# Task requirements
Exactly repeat the material, dropping only the pictures.

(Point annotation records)
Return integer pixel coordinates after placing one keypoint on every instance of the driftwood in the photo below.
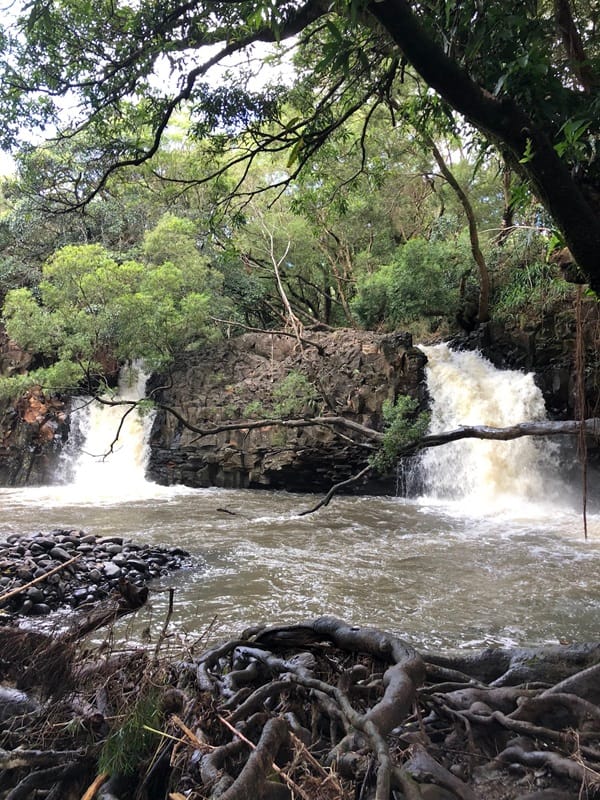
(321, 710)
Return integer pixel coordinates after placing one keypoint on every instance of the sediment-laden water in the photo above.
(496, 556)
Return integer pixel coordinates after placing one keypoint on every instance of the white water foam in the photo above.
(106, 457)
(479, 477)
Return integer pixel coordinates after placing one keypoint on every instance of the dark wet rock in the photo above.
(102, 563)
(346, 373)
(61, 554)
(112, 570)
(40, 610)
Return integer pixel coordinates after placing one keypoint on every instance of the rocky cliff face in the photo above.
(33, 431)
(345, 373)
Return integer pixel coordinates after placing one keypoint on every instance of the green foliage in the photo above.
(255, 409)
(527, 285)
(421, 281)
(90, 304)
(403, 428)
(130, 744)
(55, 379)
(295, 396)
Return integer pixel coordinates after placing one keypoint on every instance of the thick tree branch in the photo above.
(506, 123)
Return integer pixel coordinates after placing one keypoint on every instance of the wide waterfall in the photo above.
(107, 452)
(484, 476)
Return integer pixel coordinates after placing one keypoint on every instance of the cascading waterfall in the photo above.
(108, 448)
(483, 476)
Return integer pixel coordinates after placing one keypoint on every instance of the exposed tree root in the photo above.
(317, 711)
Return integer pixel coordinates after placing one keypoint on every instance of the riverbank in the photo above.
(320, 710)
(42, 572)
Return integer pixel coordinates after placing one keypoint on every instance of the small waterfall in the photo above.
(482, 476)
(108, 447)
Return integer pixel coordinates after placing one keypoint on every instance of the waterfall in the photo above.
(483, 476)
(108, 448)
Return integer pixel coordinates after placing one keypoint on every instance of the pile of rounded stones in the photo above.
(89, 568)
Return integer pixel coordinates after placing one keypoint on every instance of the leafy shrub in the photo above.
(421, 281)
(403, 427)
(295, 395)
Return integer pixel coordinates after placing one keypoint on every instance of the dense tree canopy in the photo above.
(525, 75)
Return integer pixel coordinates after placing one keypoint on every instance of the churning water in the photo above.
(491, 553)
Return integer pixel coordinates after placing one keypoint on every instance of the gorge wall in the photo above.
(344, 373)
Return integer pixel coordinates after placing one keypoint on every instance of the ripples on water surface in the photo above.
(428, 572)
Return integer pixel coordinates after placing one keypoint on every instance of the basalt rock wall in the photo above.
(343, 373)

# Worked answer
Return integer pixel coordinates after placing one keypoint on every instance of the driftwood in the photo below.
(321, 710)
Return integer pixel coordinates after placing one keypoint on every instance of the sediment-laden water in the photo above.
(496, 556)
Return integer pixel coordinates after placing one keypoint on every instance of the white water foam in the photo above.
(106, 457)
(479, 477)
Return integer pixel coordinates after placing one keypoint on every instance of the dark wet rock in the photo above.
(102, 563)
(346, 373)
(61, 554)
(112, 570)
(40, 610)
Return integer pixel coordinates after placing one keypoint on every instance of the rocky cliff face in the photo above.
(33, 431)
(345, 373)
Return integer pixel coordinates after placing one keypoint on every instance of the green foliage in the photo above.
(255, 409)
(527, 285)
(421, 281)
(90, 304)
(403, 428)
(130, 744)
(55, 379)
(295, 396)
Return integer pixel coordinates after placing one keypoint on every instance of the thick tree branch in the photo above.
(506, 123)
Return integer pixel coordinates after placing one keypoint on every instance of the wide waterfall in the photo above.
(107, 452)
(484, 476)
Return integer pixel coordinates after placing one keypoint on every instance of the cascading waterfall in the photo above.
(108, 448)
(483, 476)
Return integer pixel coordinates after placing one keypoint on every instance of the exposed tree root in the photo above.
(317, 711)
Return integer pixel coordinates after placing one keypoint on every instance of the riverbank in the photo above.
(320, 710)
(42, 572)
Return integer pixel coordinates after placing one keypoint on every instance of the small waterfall in the photo above.
(482, 476)
(108, 447)
Return integer pixel coordinates after placing one keypoint on every instance of the waterfall in the photo above.
(483, 476)
(108, 448)
Return integer pixel coordinates after placing one keypoint on every instance of the pile of rounded stones in the photo above.
(89, 568)
Return integer pixel coordinates after placing one keypoint on every instance of the leafy shrub in the photo above.
(421, 281)
(403, 427)
(295, 395)
Return integer pixel coordinates after placing one keypoint on every instance of the dense tree canopy in the photo above.
(525, 75)
Return integer pixel coordinates after placing one keypoint on every instance of the churning water in the photo above.
(491, 553)
Return integer pixel coordinates after placing one keypoint on every instance of the gorge wall in the photo above.
(344, 373)
Return integer pixel coordinates after placing one keypoint on every instance of the ripples on water surface in the photo above.
(428, 572)
Return integer pixel coordinates after placing one keypoint on every instance of the basalt rock wall in the photo above.
(343, 373)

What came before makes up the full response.